Extracted entries Block Start
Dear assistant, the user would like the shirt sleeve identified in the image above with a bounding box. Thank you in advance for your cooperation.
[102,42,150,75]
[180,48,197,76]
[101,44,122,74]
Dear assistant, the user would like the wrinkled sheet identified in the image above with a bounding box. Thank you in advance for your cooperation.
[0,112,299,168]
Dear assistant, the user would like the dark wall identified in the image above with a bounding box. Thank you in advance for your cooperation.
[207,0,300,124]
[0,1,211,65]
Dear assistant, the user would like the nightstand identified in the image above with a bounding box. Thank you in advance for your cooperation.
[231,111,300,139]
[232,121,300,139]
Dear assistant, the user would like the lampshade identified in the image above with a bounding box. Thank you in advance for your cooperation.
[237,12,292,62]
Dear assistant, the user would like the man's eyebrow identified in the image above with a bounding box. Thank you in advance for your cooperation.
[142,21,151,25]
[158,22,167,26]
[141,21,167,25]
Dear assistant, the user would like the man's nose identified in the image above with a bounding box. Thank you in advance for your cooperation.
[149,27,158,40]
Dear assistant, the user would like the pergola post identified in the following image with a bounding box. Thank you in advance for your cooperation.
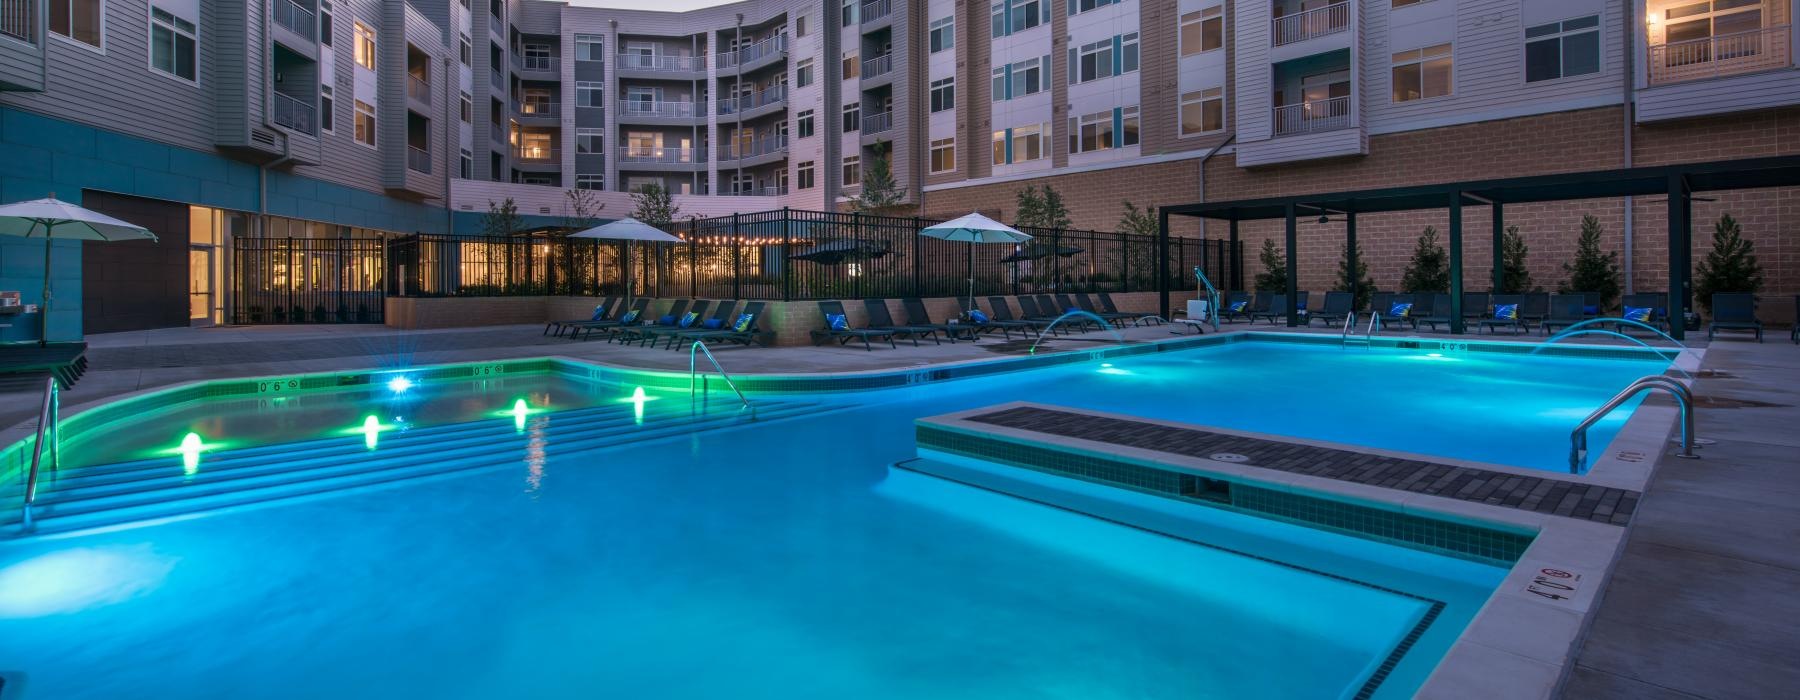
[1228,218,1241,292]
[1283,203,1299,327]
[1157,206,1171,320]
[1492,202,1505,293]
[1345,211,1358,308]
[1448,191,1465,334]
[1668,174,1690,340]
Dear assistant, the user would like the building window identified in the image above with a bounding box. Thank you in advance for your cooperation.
Extracted entries Block End
* What you are asked to do *
In case the records contain pictures, keep those out and repeat the rest exactly.

* Solution *
Dear assistant, the user would like the shirt sleeve identified in the image above with a bounding box. Thank you in advance for your cooperation.
[102,42,150,75]
[180,48,197,76]
[101,44,122,74]
Dear assistant, the user would like the wrinkled sheet identified in the image above with a bounding box. Thank you in advance for your cooperation.
[0,112,299,168]
Dear assistant, the user would like the dark wall identified in the image above with a bounding box. Thank you in advance for your cooperation.
[207,0,300,124]
[0,1,211,65]
Dear assistant, the user would like the nightstand identified in the image above with a bounding box. Thank you in advance for your cooperation.
[231,111,300,139]
[232,121,300,139]
Dear assistant, the user would like the lampshade identified in the image above with a bounding box. Thank you in advance for your cooperation.
[237,12,292,62]
Dear assistant, the user would like the man's eyebrow identified in the image above with a bounding box. Thank you in advance for your cooperation.
[142,21,151,25]
[158,22,167,26]
[141,21,167,25]
Dear assistant, the user would like the man's nose identified in the image above with a bounding box. Thank you in advance for your cooperation.
[149,27,158,40]
Dear assistant, the user would like the pergola post identified in the following image with a bounding box. Thank you in advance for your cooperation.
[1228,218,1241,292]
[1283,203,1299,327]
[1157,206,1171,320]
[1492,202,1505,293]
[1345,211,1358,308]
[1448,191,1465,334]
[1668,174,1690,340]
Dear assistant, the user would like the building window identified in the image above with a bounding box. Thank you in advance for your cooperation.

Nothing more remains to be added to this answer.